===== Supplied information
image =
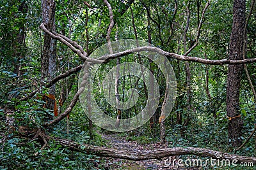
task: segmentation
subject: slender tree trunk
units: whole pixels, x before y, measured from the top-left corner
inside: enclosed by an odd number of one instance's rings
[[[230,36],[229,59],[243,59],[243,34],[245,27],[245,0],[235,0]],[[246,44],[244,45],[246,45]],[[228,138],[233,146],[242,144],[243,121],[239,111],[239,88],[243,65],[228,65],[227,82],[227,115],[228,118]]]
[[[55,2],[54,0],[42,0],[42,20],[51,32],[55,31]],[[48,34],[44,36],[44,43],[41,57],[41,82],[42,88],[45,81],[49,81],[54,76],[56,64],[56,41]],[[50,87],[49,94],[55,95],[55,85]],[[45,97],[46,108],[54,109],[54,99]],[[49,115],[49,117],[52,117]]]

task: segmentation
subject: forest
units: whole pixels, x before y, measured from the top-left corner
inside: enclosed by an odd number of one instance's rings
[[[0,169],[255,169],[255,6],[0,1]]]

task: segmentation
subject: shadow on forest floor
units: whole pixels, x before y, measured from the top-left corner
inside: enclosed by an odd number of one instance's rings
[[[152,150],[167,148],[166,145],[161,145],[160,143],[142,144],[136,141],[127,140],[126,137],[120,137],[117,134],[101,134],[102,139],[108,141],[107,147],[134,152],[147,152],[147,150]],[[172,160],[179,159],[177,157],[172,157]],[[109,169],[202,169],[202,167],[179,167],[177,164],[168,166],[165,164],[166,159],[169,157],[159,160],[145,160],[141,161],[132,161],[128,160],[122,160],[119,159],[107,158],[108,164],[109,166]],[[169,162],[167,161],[167,164]],[[106,168],[108,169],[108,167]],[[115,168],[115,169],[113,169]]]

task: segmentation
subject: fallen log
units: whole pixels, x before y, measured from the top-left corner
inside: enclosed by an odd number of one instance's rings
[[[122,159],[135,161],[148,159],[161,160],[163,158],[170,156],[193,155],[203,157],[209,157],[212,159],[220,160],[230,160],[230,162],[231,161],[236,160],[236,163],[256,163],[256,157],[240,156],[206,148],[175,147],[155,150],[145,150],[143,152],[131,152],[130,150],[125,151],[106,147],[95,146],[86,144],[81,145],[69,139],[56,137],[49,137],[49,139],[54,140],[63,146],[68,147],[75,151],[84,152],[99,157]]]

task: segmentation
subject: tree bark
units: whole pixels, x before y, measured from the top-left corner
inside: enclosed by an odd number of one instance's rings
[[[54,0],[42,0],[42,20],[43,23],[51,32],[55,32],[55,2]],[[45,81],[49,81],[53,76],[56,69],[56,41],[49,35],[45,34],[44,37],[44,50],[41,57],[41,83],[43,86]],[[55,84],[49,89],[49,94],[55,95]],[[46,107],[54,110],[54,100],[45,97]],[[52,117],[49,115],[49,118]]]
[[[147,150],[145,152],[131,152],[95,146],[86,144],[80,145],[67,139],[62,139],[56,137],[48,136],[48,138],[54,140],[56,143],[60,143],[61,145],[65,147],[67,146],[69,148],[77,152],[91,153],[100,157],[123,159],[135,161],[148,159],[161,160],[163,158],[166,158],[170,156],[193,155],[204,157],[210,157],[212,159],[228,159],[230,160],[230,164],[234,159],[237,160],[236,162],[236,164],[239,162],[256,162],[256,157],[239,156],[237,155],[222,153],[216,150],[200,148],[177,147],[155,150]],[[221,157],[217,158],[216,155],[221,155]]]
[[[229,59],[243,59],[244,29],[245,27],[245,0],[235,0],[233,6],[233,24],[230,36]],[[246,45],[246,44],[244,45]],[[227,115],[228,138],[233,146],[242,144],[241,136],[243,121],[239,111],[239,89],[243,65],[228,65],[227,82]]]

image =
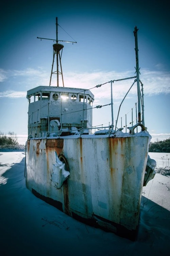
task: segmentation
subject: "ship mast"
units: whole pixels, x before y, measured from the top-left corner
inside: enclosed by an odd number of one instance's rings
[[[64,87],[64,82],[63,79],[63,71],[62,70],[62,63],[61,63],[61,56],[62,55],[62,52],[63,51],[63,48],[64,46],[63,44],[58,43],[58,41],[60,42],[64,42],[66,43],[72,43],[73,44],[73,43],[76,43],[76,41],[72,42],[70,41],[65,41],[62,40],[58,40],[58,18],[57,17],[56,17],[56,39],[52,39],[49,38],[43,38],[41,37],[37,37],[37,38],[39,38],[41,39],[47,39],[47,40],[52,40],[53,41],[55,41],[56,43],[54,44],[53,45],[53,59],[52,63],[52,67],[51,68],[51,75],[50,80],[50,84],[49,86],[51,86],[51,79],[52,77],[52,75],[53,74],[55,74],[57,75],[57,86],[58,87],[59,86],[59,75],[61,74],[62,75],[62,81],[63,82],[63,86]],[[60,51],[62,50],[61,55],[60,55]],[[57,66],[57,70],[56,71],[53,71],[53,69],[54,67],[54,62],[55,57],[56,56],[56,66]],[[59,58],[58,58],[59,57]],[[61,71],[59,71],[59,61],[60,61],[60,66]]]
[[[135,26],[134,30],[134,35],[135,36],[136,54],[136,81],[137,83],[137,91],[138,96],[138,122],[141,123],[141,111],[140,110],[140,88],[139,82],[139,58],[138,57],[138,44],[137,31],[138,29]]]

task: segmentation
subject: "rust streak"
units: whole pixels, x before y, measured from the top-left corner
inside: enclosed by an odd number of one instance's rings
[[[30,140],[27,141],[27,151],[29,152],[30,150]]]
[[[40,143],[40,141],[38,141],[37,142],[37,147],[36,149],[36,154],[37,156],[38,156],[39,154],[39,144]]]

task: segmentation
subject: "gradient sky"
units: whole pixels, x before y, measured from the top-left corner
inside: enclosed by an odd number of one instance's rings
[[[62,61],[66,87],[89,88],[135,75],[133,30],[139,29],[140,79],[144,84],[145,124],[155,141],[170,137],[170,21],[168,1],[6,1],[1,4],[0,130],[27,134],[27,91],[48,85],[58,24],[77,42],[64,45]],[[59,40],[73,41],[60,27]],[[134,80],[114,83],[114,119]],[[54,79],[52,85],[55,85]],[[119,82],[120,83],[120,82]],[[94,105],[110,103],[110,84],[92,90]],[[136,101],[135,88],[123,116]],[[108,124],[110,107],[95,109],[93,125]],[[102,116],[103,116],[103,117]]]

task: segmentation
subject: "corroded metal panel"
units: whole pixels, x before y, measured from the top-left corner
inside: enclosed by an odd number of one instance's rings
[[[60,202],[70,216],[92,219],[118,233],[120,227],[133,231],[138,223],[148,143],[148,136],[135,136],[30,140],[27,186]],[[55,152],[67,162],[70,173],[60,189],[51,180]]]

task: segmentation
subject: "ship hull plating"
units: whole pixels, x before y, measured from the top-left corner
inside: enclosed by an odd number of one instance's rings
[[[148,137],[68,137],[28,140],[27,188],[75,218],[134,240]],[[70,173],[60,189],[52,179],[55,152]]]

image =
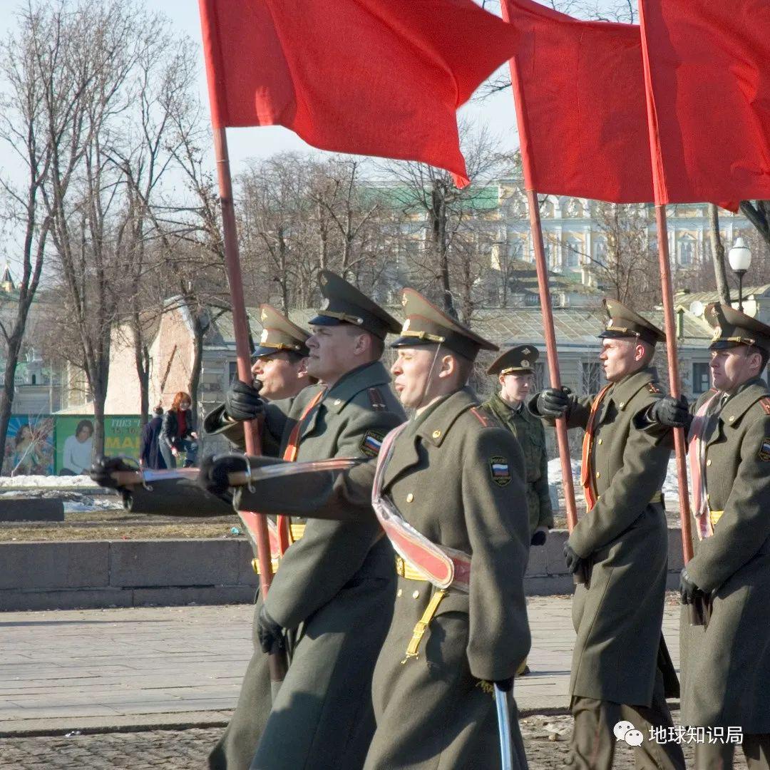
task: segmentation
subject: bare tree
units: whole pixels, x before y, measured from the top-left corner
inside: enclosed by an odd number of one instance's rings
[[[470,320],[477,306],[476,287],[489,268],[494,233],[484,219],[484,182],[511,162],[499,140],[485,127],[461,126],[468,174],[474,184],[457,189],[445,171],[415,162],[386,162],[391,197],[413,223],[411,249],[420,289],[435,296],[447,313]],[[497,206],[497,200],[494,202]]]
[[[66,122],[68,107],[55,116],[47,115],[44,92],[67,90],[62,81],[66,73],[55,66],[55,47],[42,51],[37,42],[51,34],[49,19],[28,5],[18,15],[18,28],[2,46],[0,71],[8,88],[0,99],[0,139],[21,161],[25,183],[15,186],[0,179],[5,192],[9,218],[23,232],[17,252],[22,275],[16,286],[15,313],[0,320],[5,347],[3,390],[0,396],[0,457],[5,456],[8,425],[13,408],[14,380],[19,353],[27,326],[29,308],[40,282],[50,219],[41,211],[41,189],[45,182],[52,157],[52,142],[59,136],[47,136],[51,122]],[[62,114],[63,113],[63,114]]]

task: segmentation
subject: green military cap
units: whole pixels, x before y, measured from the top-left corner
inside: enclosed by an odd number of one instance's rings
[[[714,336],[708,346],[710,350],[753,345],[770,353],[770,326],[766,323],[722,303],[709,305],[705,316],[714,326]]]
[[[517,345],[499,355],[487,370],[487,374],[534,374],[540,353],[534,345]]]
[[[259,306],[259,320],[262,323],[262,335],[259,344],[254,348],[253,358],[274,356],[276,353],[288,351],[296,353],[302,357],[308,354],[307,338],[310,332],[306,332],[296,323],[292,323],[283,313],[279,313],[271,305]]]
[[[635,337],[637,340],[644,340],[651,345],[665,340],[665,334],[646,318],[642,318],[638,313],[629,310],[617,300],[605,299],[603,302],[608,320],[606,328],[599,335],[600,337],[611,340]]]
[[[333,326],[352,323],[384,340],[390,332],[397,334],[401,324],[379,305],[372,302],[352,283],[331,270],[321,270],[318,279],[323,301],[311,326]]]
[[[440,310],[413,289],[403,290],[401,304],[407,320],[401,327],[400,336],[391,347],[441,344],[470,361],[482,348],[500,350]]]

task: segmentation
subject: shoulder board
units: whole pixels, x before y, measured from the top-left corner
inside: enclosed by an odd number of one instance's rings
[[[372,405],[372,409],[377,412],[382,412],[387,409],[385,398],[380,393],[380,388],[370,387],[367,392],[369,393],[369,402]]]
[[[471,407],[468,411],[485,427],[492,427],[495,424],[487,415],[484,414],[480,407]]]

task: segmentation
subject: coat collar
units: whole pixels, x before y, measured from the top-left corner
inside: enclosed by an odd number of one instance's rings
[[[608,395],[614,401],[618,408],[623,411],[631,400],[645,385],[658,381],[658,371],[654,367],[645,367],[638,371],[629,374],[620,382],[615,383],[610,389]]]
[[[428,413],[417,427],[416,434],[424,441],[440,447],[457,417],[471,407],[478,406],[478,403],[470,387],[456,390]]]
[[[323,403],[331,412],[339,413],[362,390],[390,384],[390,375],[381,361],[371,361],[343,374],[329,389]]]
[[[725,425],[736,427],[741,417],[754,406],[759,399],[770,396],[767,384],[761,377],[754,377],[745,383],[741,390],[729,399],[722,407],[719,417]]]

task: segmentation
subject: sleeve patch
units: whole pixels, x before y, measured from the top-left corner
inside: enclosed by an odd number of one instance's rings
[[[367,430],[361,439],[360,450],[367,457],[376,457],[380,454],[385,434],[382,430]]]
[[[511,484],[511,465],[505,457],[500,455],[490,457],[489,470],[492,480],[498,487],[507,487]]]

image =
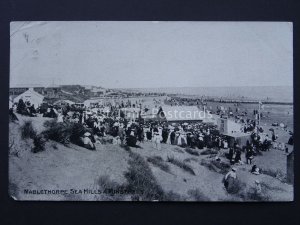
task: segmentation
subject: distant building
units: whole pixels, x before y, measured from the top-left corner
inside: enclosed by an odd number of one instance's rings
[[[67,99],[62,99],[62,100],[58,100],[56,102],[53,103],[53,105],[58,105],[58,106],[66,106],[66,105],[74,105],[75,102],[67,100]]]
[[[83,102],[85,107],[99,107],[99,105],[103,105],[103,99],[87,99]]]
[[[294,184],[294,151],[290,152],[287,157],[287,170],[286,177],[287,182],[290,184]]]
[[[230,119],[219,118],[218,119],[218,130],[221,134],[233,134],[233,133],[240,133],[241,132],[241,124],[236,123]]]
[[[20,99],[22,99],[24,102],[30,102],[31,105],[33,104],[34,107],[37,108],[43,103],[44,96],[34,91],[33,88],[29,88],[24,93],[15,97],[13,102],[18,103]]]
[[[122,108],[121,111],[125,114],[125,117],[130,120],[139,118],[141,112],[140,108]]]

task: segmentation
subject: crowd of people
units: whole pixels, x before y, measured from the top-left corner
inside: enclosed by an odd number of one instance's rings
[[[169,100],[170,104],[178,105],[179,101]],[[183,100],[182,100],[183,101]],[[188,100],[185,100],[188,101]],[[180,104],[184,104],[184,101]],[[199,101],[188,101],[188,105],[199,105]],[[242,116],[233,115],[230,112],[222,114],[222,108],[217,107],[217,113],[220,117],[228,116],[238,120],[243,124],[241,132],[251,134],[251,138],[246,144],[240,146],[237,141],[230,143],[227,136],[220,134],[217,126],[214,124],[203,122],[176,122],[168,123],[164,120],[145,120],[139,116],[135,119],[129,119],[122,112],[123,107],[142,107],[142,102],[122,103],[119,105],[109,105],[109,112],[103,112],[102,107],[90,109],[86,107],[75,107],[70,105],[53,106],[50,104],[42,105],[37,109],[29,102],[19,101],[10,109],[10,115],[13,117],[14,112],[26,116],[37,116],[55,118],[57,123],[80,123],[87,128],[82,134],[80,140],[82,146],[96,150],[97,144],[103,144],[103,140],[110,140],[113,145],[127,145],[130,147],[139,147],[143,142],[152,142],[153,148],[162,150],[162,144],[176,145],[180,147],[188,147],[192,149],[225,149],[227,150],[226,158],[232,165],[230,170],[224,177],[224,186],[227,189],[230,180],[235,180],[236,165],[249,164],[252,166],[251,173],[259,175],[260,168],[253,164],[253,159],[260,151],[269,151],[270,148],[285,148],[278,146],[276,142],[278,136],[272,130],[271,138],[265,135],[264,130],[257,124],[257,120],[246,118],[247,112],[242,112]],[[236,110],[236,113],[238,111]],[[254,114],[257,112],[253,112]],[[16,118],[16,117],[14,117]],[[289,144],[293,143],[291,136]],[[244,156],[243,156],[244,155]],[[220,160],[219,157],[216,157]],[[260,183],[257,180],[256,186],[260,191]]]

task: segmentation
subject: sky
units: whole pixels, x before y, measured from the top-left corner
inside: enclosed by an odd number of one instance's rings
[[[12,22],[10,86],[293,85],[287,22]]]

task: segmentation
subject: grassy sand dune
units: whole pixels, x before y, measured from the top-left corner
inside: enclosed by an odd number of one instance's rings
[[[20,117],[20,116],[19,116]],[[190,201],[242,201],[241,194],[228,194],[222,179],[224,171],[211,169],[215,155],[203,155],[178,146],[162,144],[161,150],[151,142],[141,143],[141,148],[125,148],[118,145],[97,145],[90,151],[74,144],[65,146],[54,141],[46,142],[46,150],[32,153],[31,139],[22,139],[19,123],[10,123],[9,181],[10,194],[19,200],[190,200]],[[26,118],[28,119],[28,118]],[[34,127],[40,127],[47,119],[29,118]],[[42,129],[37,132],[41,132]],[[224,164],[228,160],[223,157]],[[19,152],[16,154],[15,152]],[[170,160],[171,159],[171,160]],[[203,163],[205,160],[206,164]],[[175,161],[175,163],[174,163]],[[179,163],[178,163],[179,162]],[[274,163],[276,162],[276,163]],[[255,158],[258,167],[280,171],[285,175],[286,155],[278,150],[264,152]],[[142,166],[141,166],[141,165]],[[237,165],[239,180],[246,191],[254,186],[256,179],[262,182],[270,201],[290,201],[293,186],[272,176],[272,173],[253,175],[250,165]],[[148,169],[146,169],[148,168]],[[186,168],[193,171],[189,172]],[[228,167],[229,168],[229,167]],[[138,176],[138,177],[135,177]],[[135,177],[135,178],[133,178]],[[150,179],[150,178],[151,179]],[[134,180],[137,179],[137,180]],[[150,180],[149,180],[150,179]],[[134,184],[132,186],[132,184]],[[56,195],[26,194],[26,189],[100,190],[134,187],[145,190],[144,196],[127,193],[123,195],[68,193]],[[155,189],[152,193],[152,189]]]

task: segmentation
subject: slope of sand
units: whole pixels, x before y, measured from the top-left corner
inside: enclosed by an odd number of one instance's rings
[[[36,127],[45,121],[45,118],[33,119]],[[91,189],[99,188],[97,179],[108,176],[110,180],[125,184],[124,173],[128,170],[129,153],[116,145],[97,145],[96,151],[90,151],[76,145],[68,147],[59,143],[48,141],[46,150],[39,153],[32,153],[33,146],[31,140],[20,138],[18,124],[10,123],[10,141],[14,140],[14,149],[20,151],[18,156],[11,154],[9,158],[9,181],[10,194],[19,200],[96,200],[94,194],[74,194],[74,195],[29,195],[24,193],[24,189]],[[39,130],[41,131],[41,129]],[[170,172],[165,172],[151,163],[148,165],[155,176],[157,183],[161,185],[165,192],[172,191],[186,199],[189,191],[198,189],[211,201],[231,201],[241,200],[239,197],[229,195],[222,184],[223,174],[209,170],[200,164],[202,159],[213,160],[210,155],[194,156],[185,152],[184,148],[162,144],[162,150],[153,148],[151,142],[140,144],[141,148],[131,148],[131,151],[142,156],[146,161],[148,157],[160,156],[170,167]],[[201,152],[201,150],[198,150]],[[170,162],[168,157],[186,162],[192,167],[195,175],[189,174]],[[221,156],[221,160],[227,159]],[[255,158],[255,163],[259,167],[276,167],[285,173],[286,155],[278,150],[266,152],[263,156]],[[291,201],[293,199],[293,186],[283,183],[280,180],[268,175],[253,175],[249,172],[250,165],[237,165],[238,177],[247,184],[247,188],[254,186],[256,179],[267,183],[272,187],[268,192],[271,200]]]

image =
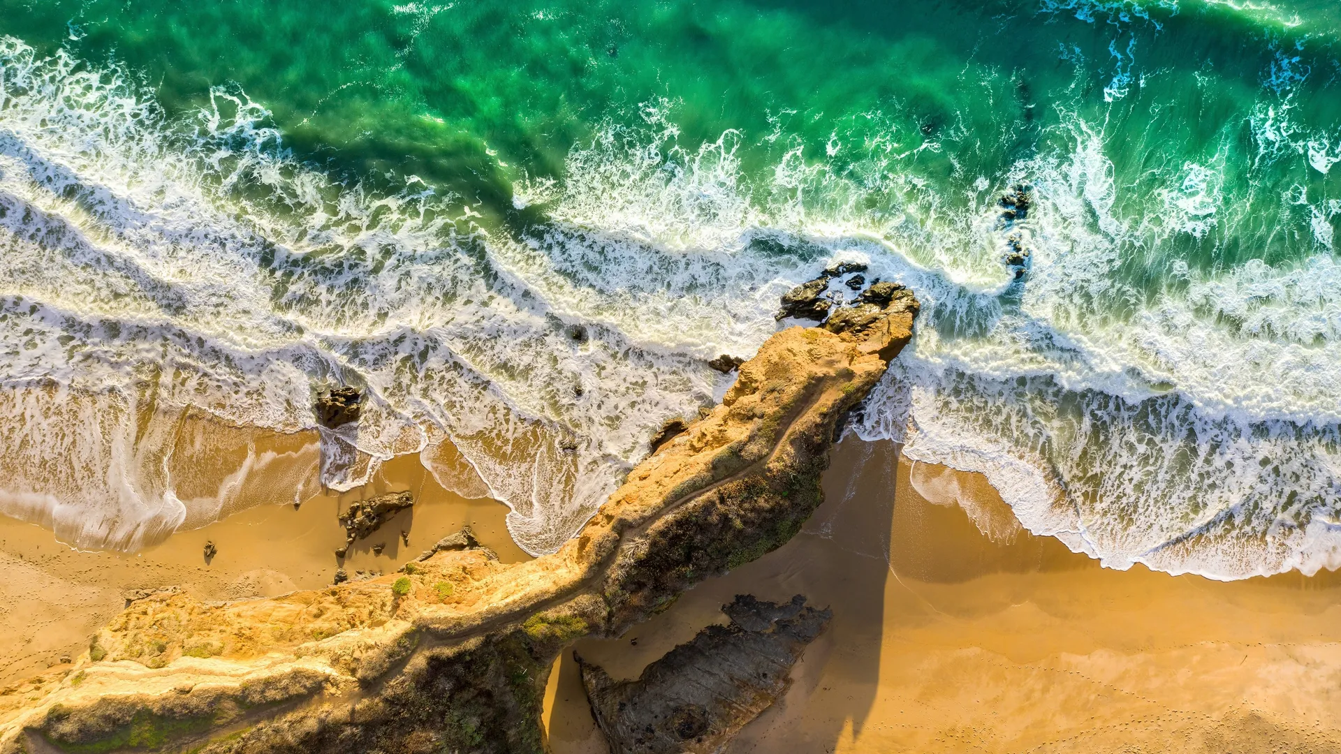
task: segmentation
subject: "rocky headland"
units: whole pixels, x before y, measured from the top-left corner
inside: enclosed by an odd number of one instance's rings
[[[802,306],[831,311],[822,326],[774,334],[559,551],[506,565],[467,533],[402,573],[320,590],[148,594],[72,668],[0,690],[0,753],[543,751],[561,651],[776,549],[819,504],[837,429],[919,309],[890,283],[826,301]]]

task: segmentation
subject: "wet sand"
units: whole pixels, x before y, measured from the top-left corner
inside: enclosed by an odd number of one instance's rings
[[[1336,574],[1106,570],[1023,531],[982,476],[889,443],[845,441],[825,492],[786,546],[578,651],[636,678],[734,594],[801,593],[833,623],[730,751],[1341,750]],[[557,669],[555,754],[603,754],[571,653]]]
[[[506,506],[443,488],[417,455],[393,459],[369,484],[335,494],[319,491],[308,476],[315,466],[303,447],[302,437],[288,437],[249,456],[216,459],[213,475],[201,468],[200,490],[217,490],[220,479],[247,457],[272,459],[245,478],[244,487],[255,491],[229,495],[220,511],[237,513],[177,531],[138,553],[76,551],[48,529],[0,517],[0,657],[5,660],[0,663],[0,686],[59,665],[62,657],[76,657],[134,589],[181,586],[200,600],[215,601],[272,597],[330,584],[339,566],[335,549],[345,542],[337,515],[353,500],[384,492],[410,490],[414,507],[350,549],[343,561],[350,577],[358,570],[393,572],[465,525],[504,562],[530,558],[508,537]],[[444,455],[451,452],[449,447],[443,449]],[[282,463],[286,457],[291,463]],[[316,494],[304,492],[314,488]],[[300,506],[292,504],[295,495],[303,500]],[[409,533],[409,545],[401,531]],[[209,562],[204,557],[207,541],[219,550]],[[385,549],[373,554],[378,543]]]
==========
Pull out every line of the entries above that contains the string "ship" and copy each one in full.

### Output of the exercise
subject: "ship mast"
subject: "ship hull plating"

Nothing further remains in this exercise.